◆ **Quoted passage**:
▬▬▬▬▬▬

# Collect Data

In this notebook, we collect data of the [12 candidates of the French presidential campaign](https://fr.wikipedia.org/wiki/Candidats_%C3%A0_l%27%C3%A9lection_pr%C3%A9sidentielle_fran%C3%A7aise_de_2022):
- Nathalie Arthaud  
- Nicolas Dupont-Aignan 
- Anne Hidalgo 
- Yannick Jadot 
- Jean Lassalle 
- Marine Le Pen 
- Emmanuel Macron 
- Jean-Luc Mélenchon 
- Valérie Pécresse 
- Philippe Poutou 
- Fabien Roussel 
- Éric Zemmour 

We explore the following social networks:
> Twitter
> Youtube
> Instagram

We plan to study textual data so we collect tweets, video descriptions on youtube and text posts on Instagram. I give in the following the required criteria such that it respect the [laws](https://www.cnil.fr/fr/communication-politique-quelles-regles-pour-la-collecte-de-donnees-sur-les-reseaux-sociaux):

- I, Mathilde Boltenhagen, will collect, use and delete the data;
- Raw data will not be shared and deleted before the 30th of April;
- The data will be used to extract information, the entire analytic process will be shared in this folder;
- Any correction, access, deletion and other actions given by [les droits Informatique et Libertés](https://www.cnil.fr/fr/les-droits-pour-maitriser-vos-donnees-personnelles) will be considered, please contact [Mathilde Boltenhagen](https://www.linkedin.com/in/mathilde-boltenhagen/);
- The right to make a complaint to the CNIL;


The main question is:
*How do the candidates communicate through the social networks?*



In [None]:
import pandas as pd
from dateutil import parser
import datetime
import os
import json
import tweepy
from instagramy import InstagramUser 
import requests
import time
import random
import pytz
from apiclient.discovery import build 

Ids of the different apps.

▬▬▬▬▬▬

Location identification entries:
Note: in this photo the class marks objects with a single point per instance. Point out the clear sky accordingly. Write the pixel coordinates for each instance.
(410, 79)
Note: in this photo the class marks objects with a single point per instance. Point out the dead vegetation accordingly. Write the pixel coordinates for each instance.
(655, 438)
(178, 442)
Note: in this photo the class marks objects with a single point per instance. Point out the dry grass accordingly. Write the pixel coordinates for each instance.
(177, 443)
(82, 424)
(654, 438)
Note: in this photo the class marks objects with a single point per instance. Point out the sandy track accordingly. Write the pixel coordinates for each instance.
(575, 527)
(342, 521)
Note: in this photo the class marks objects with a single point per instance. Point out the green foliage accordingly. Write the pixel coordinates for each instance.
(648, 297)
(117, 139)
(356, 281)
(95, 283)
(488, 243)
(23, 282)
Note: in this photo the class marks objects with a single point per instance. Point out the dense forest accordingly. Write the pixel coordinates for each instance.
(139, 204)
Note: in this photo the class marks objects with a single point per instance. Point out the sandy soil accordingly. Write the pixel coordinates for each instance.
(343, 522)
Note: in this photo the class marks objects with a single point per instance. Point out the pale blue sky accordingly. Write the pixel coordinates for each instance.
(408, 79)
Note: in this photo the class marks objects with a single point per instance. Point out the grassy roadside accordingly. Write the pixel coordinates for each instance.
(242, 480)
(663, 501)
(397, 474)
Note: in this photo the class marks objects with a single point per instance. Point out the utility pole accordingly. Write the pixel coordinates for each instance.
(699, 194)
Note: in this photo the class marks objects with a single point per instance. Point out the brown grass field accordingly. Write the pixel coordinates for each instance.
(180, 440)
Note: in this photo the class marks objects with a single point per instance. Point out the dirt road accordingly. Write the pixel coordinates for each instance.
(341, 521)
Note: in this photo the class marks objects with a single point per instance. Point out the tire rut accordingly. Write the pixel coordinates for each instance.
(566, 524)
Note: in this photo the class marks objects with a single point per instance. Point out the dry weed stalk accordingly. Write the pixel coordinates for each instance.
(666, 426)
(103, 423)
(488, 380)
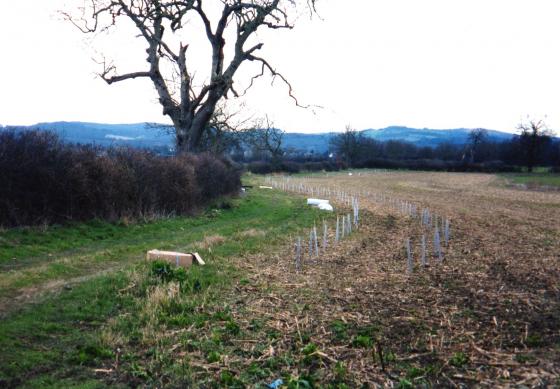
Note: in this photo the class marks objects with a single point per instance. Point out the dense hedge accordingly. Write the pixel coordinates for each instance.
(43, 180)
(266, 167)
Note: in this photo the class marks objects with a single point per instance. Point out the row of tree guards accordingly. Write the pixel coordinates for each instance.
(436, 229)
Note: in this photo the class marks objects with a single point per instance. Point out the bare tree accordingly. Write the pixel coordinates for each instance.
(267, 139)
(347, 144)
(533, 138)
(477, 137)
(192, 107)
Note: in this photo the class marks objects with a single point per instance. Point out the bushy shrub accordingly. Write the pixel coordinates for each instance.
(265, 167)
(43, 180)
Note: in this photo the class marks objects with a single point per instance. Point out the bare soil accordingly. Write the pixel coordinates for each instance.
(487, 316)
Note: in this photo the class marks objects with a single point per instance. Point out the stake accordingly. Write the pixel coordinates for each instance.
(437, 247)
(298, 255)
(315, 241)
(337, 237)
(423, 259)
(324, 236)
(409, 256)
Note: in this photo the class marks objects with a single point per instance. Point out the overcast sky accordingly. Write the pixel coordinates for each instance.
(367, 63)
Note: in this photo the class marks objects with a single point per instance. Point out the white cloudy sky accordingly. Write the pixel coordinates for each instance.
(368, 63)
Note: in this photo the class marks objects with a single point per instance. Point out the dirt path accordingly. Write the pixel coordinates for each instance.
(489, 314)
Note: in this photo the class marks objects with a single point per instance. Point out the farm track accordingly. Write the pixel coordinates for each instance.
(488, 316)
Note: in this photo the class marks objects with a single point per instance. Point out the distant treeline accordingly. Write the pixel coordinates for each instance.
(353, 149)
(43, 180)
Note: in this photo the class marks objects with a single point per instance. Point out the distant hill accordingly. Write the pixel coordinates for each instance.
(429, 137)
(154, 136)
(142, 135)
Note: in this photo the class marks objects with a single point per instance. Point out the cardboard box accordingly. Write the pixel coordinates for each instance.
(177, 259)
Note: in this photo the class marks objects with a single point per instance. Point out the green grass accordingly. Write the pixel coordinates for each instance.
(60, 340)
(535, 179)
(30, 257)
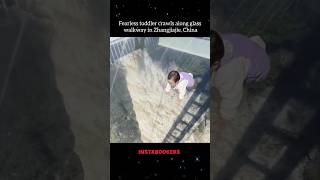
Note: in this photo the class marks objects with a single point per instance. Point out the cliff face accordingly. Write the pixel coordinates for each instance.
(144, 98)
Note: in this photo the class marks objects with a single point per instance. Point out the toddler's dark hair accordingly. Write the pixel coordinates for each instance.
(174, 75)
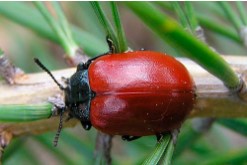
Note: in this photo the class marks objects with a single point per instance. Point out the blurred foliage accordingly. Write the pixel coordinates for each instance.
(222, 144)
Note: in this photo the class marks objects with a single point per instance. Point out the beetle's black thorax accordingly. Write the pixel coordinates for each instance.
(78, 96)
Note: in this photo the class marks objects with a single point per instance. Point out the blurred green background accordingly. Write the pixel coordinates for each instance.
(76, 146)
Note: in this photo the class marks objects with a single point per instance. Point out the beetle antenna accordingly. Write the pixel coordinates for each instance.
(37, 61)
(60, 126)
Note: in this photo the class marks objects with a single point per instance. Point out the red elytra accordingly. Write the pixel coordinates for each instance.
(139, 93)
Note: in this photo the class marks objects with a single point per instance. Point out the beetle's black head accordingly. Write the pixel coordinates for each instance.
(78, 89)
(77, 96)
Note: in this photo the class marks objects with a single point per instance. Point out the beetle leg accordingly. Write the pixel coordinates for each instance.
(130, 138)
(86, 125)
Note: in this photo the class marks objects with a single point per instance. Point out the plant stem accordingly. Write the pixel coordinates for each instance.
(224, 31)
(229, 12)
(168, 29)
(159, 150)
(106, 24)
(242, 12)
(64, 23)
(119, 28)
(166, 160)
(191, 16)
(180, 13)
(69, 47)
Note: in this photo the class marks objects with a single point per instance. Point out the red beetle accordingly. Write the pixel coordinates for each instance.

▬▬▬▬▬▬

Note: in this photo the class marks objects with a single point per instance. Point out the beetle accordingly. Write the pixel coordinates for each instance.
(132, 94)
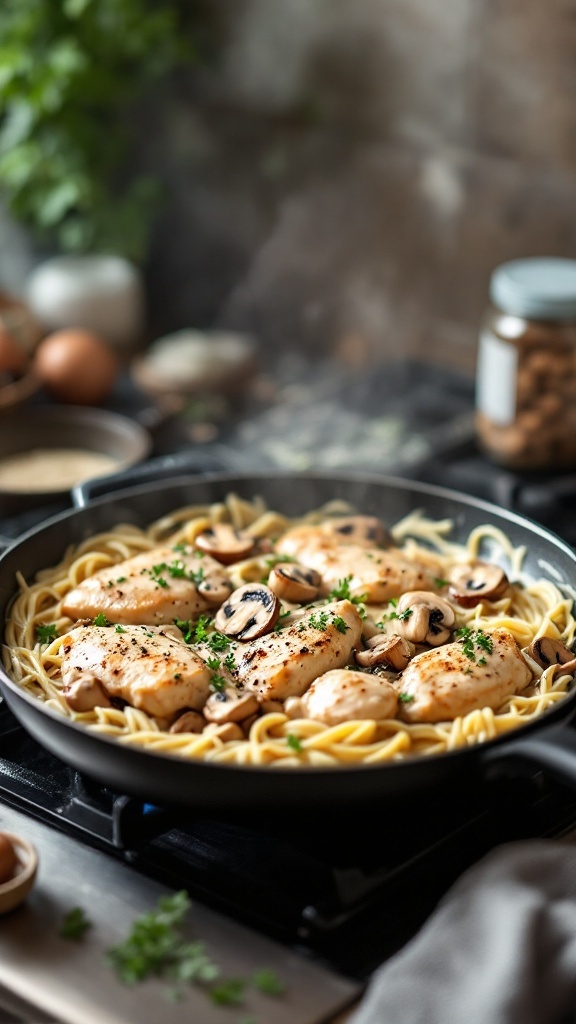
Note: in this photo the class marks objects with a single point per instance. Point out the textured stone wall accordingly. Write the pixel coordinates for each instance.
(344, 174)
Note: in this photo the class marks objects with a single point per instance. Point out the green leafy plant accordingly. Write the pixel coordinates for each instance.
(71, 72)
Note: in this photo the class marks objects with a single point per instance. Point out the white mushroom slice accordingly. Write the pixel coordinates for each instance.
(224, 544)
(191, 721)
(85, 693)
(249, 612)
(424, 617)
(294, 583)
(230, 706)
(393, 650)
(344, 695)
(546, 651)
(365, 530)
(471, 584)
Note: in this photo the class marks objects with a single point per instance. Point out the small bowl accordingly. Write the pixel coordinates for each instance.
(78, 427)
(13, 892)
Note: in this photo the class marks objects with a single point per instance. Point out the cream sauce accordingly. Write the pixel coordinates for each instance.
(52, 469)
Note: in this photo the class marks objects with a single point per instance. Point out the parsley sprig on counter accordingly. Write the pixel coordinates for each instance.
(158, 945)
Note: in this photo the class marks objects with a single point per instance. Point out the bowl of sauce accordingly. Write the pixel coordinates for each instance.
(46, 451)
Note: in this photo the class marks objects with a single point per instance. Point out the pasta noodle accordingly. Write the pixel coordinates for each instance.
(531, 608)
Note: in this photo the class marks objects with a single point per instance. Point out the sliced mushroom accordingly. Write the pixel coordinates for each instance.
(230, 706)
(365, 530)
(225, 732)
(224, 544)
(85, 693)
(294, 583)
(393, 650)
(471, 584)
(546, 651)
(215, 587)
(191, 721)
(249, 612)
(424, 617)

▬▬▬▬▬▬

Answer these questions about the data-collection notebook above:
(a) How many candidates of the French presidential campaign does it collect data on?
(b) Which social networks does it explore?
(c) Before what date will the raw data be deleted?

(a) 12
(b) Twitter, Youtube and Instagram
(c) The 30th of April